## Study text
Tjerk Oosterkamp Lab - Microscopy and Quantum Mechanics at milliKelvin temperatures
Towards nano-MRI
By detecting the tiny forces between a micrometer sized magnet and the spins of hydrogen nuclei, we can do MRI with a volume resolution that is approximately 12 orders of magnitude better than a conventional MRI.
In our group, we work on the development of MRFM (Magnetic Resonance Force Microscopy) to image both electron spins, and nuclear spins. The imaging of these nuclear spins is not unlike what is done in conventional MRI in scheme. Our technique allows us to image far lower number of spins however, resulting in a higher resolution. This is called NanoMRI.
Compared to other scanning probe techniques, one of the main advantages of MRFM lies in where we can image: whereas techniques such as Scanning Tunnelling Microscopy (STM) or conventional Atomic Force Microscopy (AFM) can only image the top most layers of a sample, MRFM is able to image up to a micron below the surface. This allows us to image a much wider breadth of samples. More on this can be found under “MRFM in Quantum Matter”. [ TODO this section is not yet written, link to it when it is]
Another advantage lies in the non-invasive nature of the technique. Whilst techniques such as Electron Microscopy and X-ray Diffraction can also be used to penetrate the surface layer of samples, the highly energetic particles used in such techniques are potentially damaging to the sample being studied. This is not the case for NanoMRI using MRFM, where the sample will not “feel” much of the imaging. This means that the exact same sample can be imaged repeatedly and for longer periods of time.

## Complete the following
**1.** How deep below a sample's surface can MRFM image, according to the nano-MRI text?
**2.** Resume the nano-MRI text after its last sentence.

## Source data

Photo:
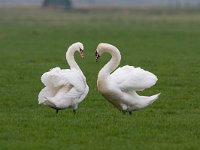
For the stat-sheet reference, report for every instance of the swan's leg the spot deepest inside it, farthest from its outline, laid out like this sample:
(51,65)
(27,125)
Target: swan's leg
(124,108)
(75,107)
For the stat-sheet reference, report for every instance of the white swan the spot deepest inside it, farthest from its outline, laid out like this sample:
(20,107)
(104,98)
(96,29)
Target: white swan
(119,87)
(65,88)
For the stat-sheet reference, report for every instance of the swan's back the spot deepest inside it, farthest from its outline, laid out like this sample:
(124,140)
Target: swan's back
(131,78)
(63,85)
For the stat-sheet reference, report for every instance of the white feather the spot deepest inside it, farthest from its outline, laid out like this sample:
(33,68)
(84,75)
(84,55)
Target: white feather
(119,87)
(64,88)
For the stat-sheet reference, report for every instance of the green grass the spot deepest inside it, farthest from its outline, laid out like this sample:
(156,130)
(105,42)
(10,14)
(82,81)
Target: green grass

* * *

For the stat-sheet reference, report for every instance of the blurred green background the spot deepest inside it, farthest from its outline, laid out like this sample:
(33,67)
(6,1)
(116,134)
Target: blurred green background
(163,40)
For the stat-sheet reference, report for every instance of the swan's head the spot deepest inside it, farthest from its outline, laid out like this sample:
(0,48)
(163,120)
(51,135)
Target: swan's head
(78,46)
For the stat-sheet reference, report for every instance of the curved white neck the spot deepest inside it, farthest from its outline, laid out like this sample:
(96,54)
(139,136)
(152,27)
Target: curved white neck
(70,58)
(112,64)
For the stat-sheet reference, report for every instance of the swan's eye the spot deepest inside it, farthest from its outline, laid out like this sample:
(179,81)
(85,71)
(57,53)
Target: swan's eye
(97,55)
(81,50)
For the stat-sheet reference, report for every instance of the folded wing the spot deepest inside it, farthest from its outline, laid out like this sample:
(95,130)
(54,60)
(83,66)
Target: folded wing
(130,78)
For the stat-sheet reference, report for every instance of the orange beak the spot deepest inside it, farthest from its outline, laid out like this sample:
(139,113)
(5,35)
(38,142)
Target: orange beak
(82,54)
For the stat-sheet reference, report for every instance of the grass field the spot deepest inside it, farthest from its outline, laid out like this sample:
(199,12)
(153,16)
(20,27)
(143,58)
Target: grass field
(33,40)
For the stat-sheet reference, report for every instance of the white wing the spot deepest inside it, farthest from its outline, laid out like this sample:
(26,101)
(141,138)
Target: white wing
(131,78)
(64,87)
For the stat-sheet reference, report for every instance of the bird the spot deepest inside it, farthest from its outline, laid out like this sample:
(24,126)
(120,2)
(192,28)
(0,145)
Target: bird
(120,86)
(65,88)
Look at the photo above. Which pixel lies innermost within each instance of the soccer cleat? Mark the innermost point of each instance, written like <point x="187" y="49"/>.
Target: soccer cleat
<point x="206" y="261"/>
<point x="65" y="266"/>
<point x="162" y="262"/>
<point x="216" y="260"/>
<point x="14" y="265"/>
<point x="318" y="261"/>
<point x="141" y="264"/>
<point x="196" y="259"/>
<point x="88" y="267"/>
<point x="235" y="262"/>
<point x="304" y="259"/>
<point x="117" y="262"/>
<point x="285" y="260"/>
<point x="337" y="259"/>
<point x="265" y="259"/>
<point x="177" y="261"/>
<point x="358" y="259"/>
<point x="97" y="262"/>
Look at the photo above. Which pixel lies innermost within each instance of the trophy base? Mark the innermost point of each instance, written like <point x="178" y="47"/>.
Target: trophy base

## Task-by-task outputs
**1.** Up to a micron below the surface.

**2.**
The combination of these characteristics makes NanoMRI very suited for 3D biological imaging. The current state of the art within MRFM lies in the 3D imaging of the Tobacco mosaic virus with a resolution of several cubic nanometers. Improving the technique towards atomic resolution imaging would open the possibility of imaging, for example, proteins and DNA in 3D, giving us a whole new insight into their working, and a new way of experimentally verifying many models on the 3D structure of these more complex compounds and their chemistry at the basis of our biology.
To improve this resolution, we are currently working on augmenting our force sensing cantilevers with a double magnetic tip. Using a larger magnetic particle for our SQUID readout, and a smaller particle with a resultant high magnetic field gradient for sensing allows us to take thinner resonant slices, and thus increase the resolution of our technique.
Another project we are currently working on, is to directly image perodically patterned samples containing protons. For this we use a substrate with a certain spatial periodicity, coated with a highly protonated sample. This will help us quantify our resolution using our current state of the art and evaluate future improvements.